SELECTED PASSAGE |

>>

STATE OF NEW YORK
DIVISION OF HOUSING AND COMMUNITY RENEWAL
OFFICE OF RENT ADMINISTRATION
92-31 UNION HALL STREET
JAMAICA, NEW YORK 11433
IN THE MATTER OF THE ADMINISTRATIVE : ADMINISTRATIVE REVIEW
APPEAL OF DOCKET NO. HE510028RO
: DRO DOCKET NO.GG510424R
R.P.N. Management Co., Inc. TENANT:Lourdes Martinez
ORDER AND OPINION DENYING PETITION FOR ADMINISTRATIVE REVIEW
On May 19, 1993, the above-named petitioner-owner filed a Petition
for Administrative Review against an order issued on April 15,
1993, by the Rent Administrator concerning the housing
accommodations known as 81 Cabrini Boulevard, New York, New York,
Apartment No. 51, wherein the Rent Administrator terminated the
proceeding, based on the withdrawal by the tenant on April 8, 1993,
of her complaint of rent overcharge.
The issue herein is whether the Rent Administrator's order was
The Commissioner has reviewed all of the evidence in the record and
has carefully considered that portion of the record relevant to the
issue raised by the administrative appeal.
This proceeding was commenced by the filing of a rent overcharge
complaint by the tenant in July, 1992. The owner was served with
a copy of the tenant's complaint and submitted a response thereto.
By letter dated March 4, 1993, the tenant requested withdrawal of
her complaint. The owner, in a letter dated March 25, 1993,
opposed the tenant's withdrawal request.

<<

DATA EXTRACT |
>>

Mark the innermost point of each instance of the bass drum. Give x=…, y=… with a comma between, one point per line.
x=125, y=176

<<

TASK BRIEF | Copy everything in the rent overcharge order from "By letter dated" down to "tenant's withdrawal request.", and swap "letter" for "notice".

SOLUTION BELOW |
By notice dated March 4, 1993, the tenant requested withdrawal of
her complaint. The owner, in a notice dated March 25, 1993,
opposed the tenant's withdrawal request.